Extrait du texte:
════════

Alliance socialiste et indépendantiste (partie 3)
Le mythe du LIT
La principale différence entre Option nationale
et Québec solidaire, bien qu’elle soit en partie idéologique, est
fondamentalement stratégique. Il est logiquement possible que les deux
partis puissent soutenir des conceptions hétérogènes de l’indépendance (au
niveau des raisons et justifications du projet, qu’elles soient économiques,
politiques, sociales, culturelles), tout en cohabitant librement au sein d’une
même organisation. Or, cela suppose de s’entendre sur les moyens de parvenir
à l’indépendance (unité pratique, objective). La question pratique n’est donc
pas de savoir pourquoi nous voulons faire l’indépendance (bien que
celle-ci soit importante), mais comment nous devons la faire. Le pourquoi
relève de l’éthique (le Bien), alors que le comment renvoie au politique
(le Juste). Nous pouvons avoir un pluralisme raisonnable au niveau des diverses
conceptions d’un Québec souverain, mais nous devons trouver un consensus sur la
justice et l’efficacité du processus d’indépendance.
La stratégie d’Option nationale est simple,
voire désarmante : prendre le pouvoir via les élections et décréter la
souveraineté du Québec. Il s’agit de faire le LIT, soit de rapatrier les Lois,
Impôts et Traités à l’Assemblée nationale. Or, le LIT n’est pas une stratégie,
mais la simple description de la souveraineté d’un État. Cela peut
sembler trivial, car les souverainistes s'accordent tous sur cette définition.

════════

Actions requises:
1. Répondez à ces questions sur l'extrait consacré à la stratégie indépendantiste :
(a) De quelle nature est fondamentalement la principale différence entre Option nationale et Québec solidaire ?
(b) À quoi le comment de l'indépendance renvoie-t-il ?
(c) Que désignent les trois lettres du LIT ?
2. Poursuivez l'extrait consacré à la stratégie indépendantiste après sa dernière phrase.

════════

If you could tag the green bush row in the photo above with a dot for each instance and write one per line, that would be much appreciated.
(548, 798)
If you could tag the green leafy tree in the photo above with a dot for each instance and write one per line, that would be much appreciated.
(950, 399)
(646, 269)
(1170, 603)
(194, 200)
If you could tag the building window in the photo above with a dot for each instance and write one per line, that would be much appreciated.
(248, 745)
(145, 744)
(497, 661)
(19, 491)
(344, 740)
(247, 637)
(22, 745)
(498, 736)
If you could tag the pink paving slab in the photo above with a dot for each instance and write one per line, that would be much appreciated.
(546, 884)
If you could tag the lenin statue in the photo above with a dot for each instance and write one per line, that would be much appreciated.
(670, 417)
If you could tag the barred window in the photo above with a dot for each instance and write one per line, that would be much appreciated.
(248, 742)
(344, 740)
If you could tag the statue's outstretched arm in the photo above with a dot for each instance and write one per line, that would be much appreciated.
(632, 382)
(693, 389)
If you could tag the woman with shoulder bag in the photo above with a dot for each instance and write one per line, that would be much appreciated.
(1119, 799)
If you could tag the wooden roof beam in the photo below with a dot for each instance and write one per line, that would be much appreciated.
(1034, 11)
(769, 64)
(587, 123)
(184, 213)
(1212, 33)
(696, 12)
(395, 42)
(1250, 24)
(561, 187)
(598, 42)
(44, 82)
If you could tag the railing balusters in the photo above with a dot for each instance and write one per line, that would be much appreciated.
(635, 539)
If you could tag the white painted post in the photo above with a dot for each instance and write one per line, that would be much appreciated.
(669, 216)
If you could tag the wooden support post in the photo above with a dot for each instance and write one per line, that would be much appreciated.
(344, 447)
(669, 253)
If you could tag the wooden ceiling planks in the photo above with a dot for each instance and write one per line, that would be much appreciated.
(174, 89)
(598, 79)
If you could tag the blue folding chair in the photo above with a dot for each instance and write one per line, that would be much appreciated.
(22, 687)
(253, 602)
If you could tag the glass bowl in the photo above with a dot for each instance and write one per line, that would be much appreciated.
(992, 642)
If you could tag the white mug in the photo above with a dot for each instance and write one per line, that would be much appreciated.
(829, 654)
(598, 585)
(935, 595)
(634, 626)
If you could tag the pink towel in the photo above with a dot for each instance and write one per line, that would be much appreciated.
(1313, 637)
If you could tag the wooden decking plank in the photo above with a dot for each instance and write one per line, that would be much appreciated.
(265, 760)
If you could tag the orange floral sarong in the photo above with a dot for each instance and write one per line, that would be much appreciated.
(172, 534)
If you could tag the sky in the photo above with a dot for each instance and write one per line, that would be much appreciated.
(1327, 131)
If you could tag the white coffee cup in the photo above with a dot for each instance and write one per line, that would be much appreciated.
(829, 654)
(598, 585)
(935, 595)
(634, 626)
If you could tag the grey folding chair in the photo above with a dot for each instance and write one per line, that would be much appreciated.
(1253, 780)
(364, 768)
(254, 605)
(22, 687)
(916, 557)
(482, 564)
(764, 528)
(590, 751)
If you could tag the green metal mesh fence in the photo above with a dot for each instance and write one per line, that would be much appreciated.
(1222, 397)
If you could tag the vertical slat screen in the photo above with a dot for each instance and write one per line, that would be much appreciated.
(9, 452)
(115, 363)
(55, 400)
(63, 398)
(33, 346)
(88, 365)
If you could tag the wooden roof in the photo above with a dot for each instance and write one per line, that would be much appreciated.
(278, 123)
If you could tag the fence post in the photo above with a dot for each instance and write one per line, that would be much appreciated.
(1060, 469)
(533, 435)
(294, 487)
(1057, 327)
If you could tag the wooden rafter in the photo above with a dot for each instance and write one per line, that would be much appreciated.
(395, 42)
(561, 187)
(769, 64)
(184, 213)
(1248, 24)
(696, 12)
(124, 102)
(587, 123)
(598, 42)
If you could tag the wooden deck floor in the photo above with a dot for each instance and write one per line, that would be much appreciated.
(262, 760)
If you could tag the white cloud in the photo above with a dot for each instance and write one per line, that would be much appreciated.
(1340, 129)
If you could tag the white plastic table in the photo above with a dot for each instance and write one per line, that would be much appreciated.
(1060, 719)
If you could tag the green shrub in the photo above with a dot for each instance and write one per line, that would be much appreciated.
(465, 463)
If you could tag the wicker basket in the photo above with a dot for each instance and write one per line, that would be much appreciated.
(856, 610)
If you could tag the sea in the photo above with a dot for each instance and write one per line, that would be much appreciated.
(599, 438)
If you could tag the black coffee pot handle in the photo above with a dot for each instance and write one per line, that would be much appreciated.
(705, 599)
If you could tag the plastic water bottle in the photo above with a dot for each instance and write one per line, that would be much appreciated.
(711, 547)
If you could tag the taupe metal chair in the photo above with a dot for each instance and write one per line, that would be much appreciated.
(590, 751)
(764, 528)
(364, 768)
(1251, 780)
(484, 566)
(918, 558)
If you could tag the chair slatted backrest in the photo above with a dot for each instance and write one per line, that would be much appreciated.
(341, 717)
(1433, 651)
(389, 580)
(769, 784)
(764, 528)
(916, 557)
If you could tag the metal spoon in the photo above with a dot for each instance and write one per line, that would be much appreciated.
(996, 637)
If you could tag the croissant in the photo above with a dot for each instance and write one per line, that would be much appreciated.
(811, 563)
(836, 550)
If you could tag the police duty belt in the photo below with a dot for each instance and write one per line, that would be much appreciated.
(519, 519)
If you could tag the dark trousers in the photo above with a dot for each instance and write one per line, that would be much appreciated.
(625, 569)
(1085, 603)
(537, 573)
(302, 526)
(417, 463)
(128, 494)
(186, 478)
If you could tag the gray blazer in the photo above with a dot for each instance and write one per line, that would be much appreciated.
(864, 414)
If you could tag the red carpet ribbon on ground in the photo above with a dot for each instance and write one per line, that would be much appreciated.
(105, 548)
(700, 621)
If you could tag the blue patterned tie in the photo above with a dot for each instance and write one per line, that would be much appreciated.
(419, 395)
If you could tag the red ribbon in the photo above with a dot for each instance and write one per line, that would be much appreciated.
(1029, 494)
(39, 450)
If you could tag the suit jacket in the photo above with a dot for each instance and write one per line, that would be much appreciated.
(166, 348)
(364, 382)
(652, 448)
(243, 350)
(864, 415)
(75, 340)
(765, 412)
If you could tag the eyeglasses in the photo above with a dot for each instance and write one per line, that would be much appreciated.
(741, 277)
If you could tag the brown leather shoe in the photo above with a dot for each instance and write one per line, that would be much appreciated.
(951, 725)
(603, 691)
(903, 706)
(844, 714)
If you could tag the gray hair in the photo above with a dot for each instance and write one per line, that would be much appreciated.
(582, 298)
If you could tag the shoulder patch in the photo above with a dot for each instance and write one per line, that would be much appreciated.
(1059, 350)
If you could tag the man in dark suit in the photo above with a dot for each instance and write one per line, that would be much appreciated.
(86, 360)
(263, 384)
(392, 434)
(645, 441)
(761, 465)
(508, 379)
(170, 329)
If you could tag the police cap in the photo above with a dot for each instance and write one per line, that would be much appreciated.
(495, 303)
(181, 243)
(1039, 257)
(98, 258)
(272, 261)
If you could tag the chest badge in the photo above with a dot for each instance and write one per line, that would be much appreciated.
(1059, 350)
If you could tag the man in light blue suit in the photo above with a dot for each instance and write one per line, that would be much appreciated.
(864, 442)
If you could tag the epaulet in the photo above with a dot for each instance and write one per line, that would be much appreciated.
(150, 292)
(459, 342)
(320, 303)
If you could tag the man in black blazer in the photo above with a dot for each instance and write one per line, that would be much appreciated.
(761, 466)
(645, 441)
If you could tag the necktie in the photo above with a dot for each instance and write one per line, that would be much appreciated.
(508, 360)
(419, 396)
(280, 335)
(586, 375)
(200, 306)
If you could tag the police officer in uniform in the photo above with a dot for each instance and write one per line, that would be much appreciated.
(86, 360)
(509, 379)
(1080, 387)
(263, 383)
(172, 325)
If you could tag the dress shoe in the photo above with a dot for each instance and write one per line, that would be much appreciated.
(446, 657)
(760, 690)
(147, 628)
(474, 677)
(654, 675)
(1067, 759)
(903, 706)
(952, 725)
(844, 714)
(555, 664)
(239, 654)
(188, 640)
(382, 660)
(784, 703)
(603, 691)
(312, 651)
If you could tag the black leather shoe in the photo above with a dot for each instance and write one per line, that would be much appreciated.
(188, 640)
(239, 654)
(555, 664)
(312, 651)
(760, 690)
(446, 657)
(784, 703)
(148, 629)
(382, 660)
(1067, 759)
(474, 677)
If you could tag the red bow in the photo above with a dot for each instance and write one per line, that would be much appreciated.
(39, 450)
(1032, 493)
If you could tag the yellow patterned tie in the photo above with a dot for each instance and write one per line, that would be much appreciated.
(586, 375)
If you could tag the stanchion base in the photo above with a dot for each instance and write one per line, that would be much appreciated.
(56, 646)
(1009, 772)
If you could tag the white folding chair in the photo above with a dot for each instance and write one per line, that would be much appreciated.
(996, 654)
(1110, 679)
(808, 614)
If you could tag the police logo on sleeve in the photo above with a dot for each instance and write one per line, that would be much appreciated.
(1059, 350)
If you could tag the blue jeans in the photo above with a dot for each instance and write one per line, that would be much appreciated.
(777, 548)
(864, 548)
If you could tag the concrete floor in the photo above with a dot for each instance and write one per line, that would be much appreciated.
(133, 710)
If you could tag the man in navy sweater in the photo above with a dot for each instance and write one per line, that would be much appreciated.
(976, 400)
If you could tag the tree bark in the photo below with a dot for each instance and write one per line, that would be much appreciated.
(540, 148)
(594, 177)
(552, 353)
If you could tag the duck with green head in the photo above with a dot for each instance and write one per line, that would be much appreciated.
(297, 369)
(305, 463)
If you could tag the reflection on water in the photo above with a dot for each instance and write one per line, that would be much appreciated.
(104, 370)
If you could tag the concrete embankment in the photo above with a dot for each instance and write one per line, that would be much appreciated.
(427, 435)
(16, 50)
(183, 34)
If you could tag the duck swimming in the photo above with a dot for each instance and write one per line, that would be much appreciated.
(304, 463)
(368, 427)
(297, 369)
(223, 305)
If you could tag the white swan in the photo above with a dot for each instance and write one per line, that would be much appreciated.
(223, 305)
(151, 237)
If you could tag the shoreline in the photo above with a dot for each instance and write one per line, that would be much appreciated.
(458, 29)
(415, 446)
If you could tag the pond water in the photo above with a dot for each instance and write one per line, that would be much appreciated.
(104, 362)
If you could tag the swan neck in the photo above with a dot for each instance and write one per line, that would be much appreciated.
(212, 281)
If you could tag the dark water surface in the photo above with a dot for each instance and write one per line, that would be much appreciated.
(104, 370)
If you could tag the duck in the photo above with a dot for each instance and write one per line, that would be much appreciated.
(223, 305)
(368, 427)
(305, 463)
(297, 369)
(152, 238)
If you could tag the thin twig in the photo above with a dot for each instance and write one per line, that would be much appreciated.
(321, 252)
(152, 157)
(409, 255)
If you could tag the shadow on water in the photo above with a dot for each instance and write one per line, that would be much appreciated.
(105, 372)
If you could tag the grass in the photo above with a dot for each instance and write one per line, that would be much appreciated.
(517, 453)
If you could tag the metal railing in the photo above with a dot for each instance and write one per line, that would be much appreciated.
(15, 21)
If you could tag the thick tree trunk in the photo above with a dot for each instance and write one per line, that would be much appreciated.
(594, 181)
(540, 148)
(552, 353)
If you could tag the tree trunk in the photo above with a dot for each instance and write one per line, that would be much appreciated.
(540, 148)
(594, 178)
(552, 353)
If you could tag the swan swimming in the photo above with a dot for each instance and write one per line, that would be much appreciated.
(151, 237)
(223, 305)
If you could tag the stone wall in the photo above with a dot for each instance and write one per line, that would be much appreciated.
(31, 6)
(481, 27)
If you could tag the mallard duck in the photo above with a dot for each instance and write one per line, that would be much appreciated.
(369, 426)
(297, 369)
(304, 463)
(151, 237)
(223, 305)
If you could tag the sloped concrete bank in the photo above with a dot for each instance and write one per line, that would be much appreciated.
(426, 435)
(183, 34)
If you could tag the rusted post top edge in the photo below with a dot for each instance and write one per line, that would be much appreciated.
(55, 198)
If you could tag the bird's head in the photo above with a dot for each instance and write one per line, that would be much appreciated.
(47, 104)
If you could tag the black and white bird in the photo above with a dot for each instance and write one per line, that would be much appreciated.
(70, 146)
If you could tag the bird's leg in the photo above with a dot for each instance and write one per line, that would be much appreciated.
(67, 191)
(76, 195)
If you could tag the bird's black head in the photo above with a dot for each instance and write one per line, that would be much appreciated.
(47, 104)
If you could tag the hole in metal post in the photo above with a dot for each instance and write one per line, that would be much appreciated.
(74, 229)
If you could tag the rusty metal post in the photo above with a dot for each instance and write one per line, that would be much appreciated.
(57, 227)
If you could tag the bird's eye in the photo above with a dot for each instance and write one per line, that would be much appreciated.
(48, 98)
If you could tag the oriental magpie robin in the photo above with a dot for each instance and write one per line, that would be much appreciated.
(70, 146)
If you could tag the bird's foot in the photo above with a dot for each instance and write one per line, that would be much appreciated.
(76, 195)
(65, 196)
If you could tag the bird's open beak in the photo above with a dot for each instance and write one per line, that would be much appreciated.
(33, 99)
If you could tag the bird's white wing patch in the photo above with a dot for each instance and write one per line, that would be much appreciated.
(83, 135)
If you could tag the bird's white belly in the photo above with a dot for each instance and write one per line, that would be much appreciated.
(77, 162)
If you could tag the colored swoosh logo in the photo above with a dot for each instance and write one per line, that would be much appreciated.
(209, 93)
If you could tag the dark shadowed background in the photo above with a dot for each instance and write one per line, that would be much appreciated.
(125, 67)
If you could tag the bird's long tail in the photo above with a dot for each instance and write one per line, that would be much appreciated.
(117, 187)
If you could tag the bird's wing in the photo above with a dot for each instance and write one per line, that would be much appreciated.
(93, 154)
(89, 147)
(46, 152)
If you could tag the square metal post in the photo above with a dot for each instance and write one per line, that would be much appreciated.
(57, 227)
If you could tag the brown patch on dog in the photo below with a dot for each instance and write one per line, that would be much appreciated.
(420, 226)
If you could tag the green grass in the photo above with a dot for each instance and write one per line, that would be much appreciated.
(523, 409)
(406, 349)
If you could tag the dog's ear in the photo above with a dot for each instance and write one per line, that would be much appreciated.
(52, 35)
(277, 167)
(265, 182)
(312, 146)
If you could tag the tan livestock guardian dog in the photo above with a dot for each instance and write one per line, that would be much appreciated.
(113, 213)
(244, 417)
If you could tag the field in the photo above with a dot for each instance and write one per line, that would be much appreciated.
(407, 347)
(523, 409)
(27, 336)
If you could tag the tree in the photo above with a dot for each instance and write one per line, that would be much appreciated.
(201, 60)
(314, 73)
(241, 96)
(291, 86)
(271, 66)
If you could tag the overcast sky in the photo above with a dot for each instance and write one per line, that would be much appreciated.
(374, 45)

════════

Réponses par consigne:
1.
(a) Elle est fondamentalement stratégique.
(b) Il renvoie au politique, c'est-à-dire au Juste.
(c) Les Lois, les Impôts et les Traités.

2.
Le LIT est une proposition analytique,
du type « les célibataires sont des individus non-mariés », qui ne
fait qu’expliciter ce qui est déjà contenu dans le concept de souveraineté.
Jean-Martin Aussant fait office de bon
pédagogue, car l’explication conceptuelle de la souveraineté permet de
désamorcer certaines confusions entourant ce projet. Mais il s’agit d’une conception
abstraite de la souveraineté, qui
suppose qu’une fois arrivé au pouvoir, le parti élu aura toute la liberté et la
légitimité de se réapproprier l’ensemble des compétences au niveau national.
Cette affirmation hypothétique est-elle vérifiée dans les faits?
D’une part, la stratégie gradualiste du Parti
québécois est plus claire sur la question : celui-ci ira négocier
progressivement certaines compétences avec le gouvernement fédéral, en espérant
avoir une certaine écoute et une certaine légitimité découlant de son élection.
Malheureusement, dans un contexte de gouvernement minoritaire, l’État fédéral
ne voudra pas répondre sérieusement aux demandes du provincial, et la
légitimité d’un tel processus sera même contestée à l’Assemblée nationale. La
stratégie de négociation nécessite donc une majorité claire, et un rapport de
force reposant sur des conjonctures économiques, sociales et politiques
favorables, que ce soit à l’échelle internationale, fédérale, provinciale et
locale. La recette est assez simple, mais les ingrédients pour la réussir sont
rarement réunis. ON suppose donc une stratégie semblable au PQ, mais en plus
musclée ; elle procède tout d’un coup, au lieu d’y aller par étapes. Voilà
pourquoi les caribous y trouvent leur compte. Malheureusement, cette stratégie
souverainiste dépend du processus d’élection, et donc de l’électorat, du mode de
scrutin et d’autres contraintes reliées à la démocratie représentative.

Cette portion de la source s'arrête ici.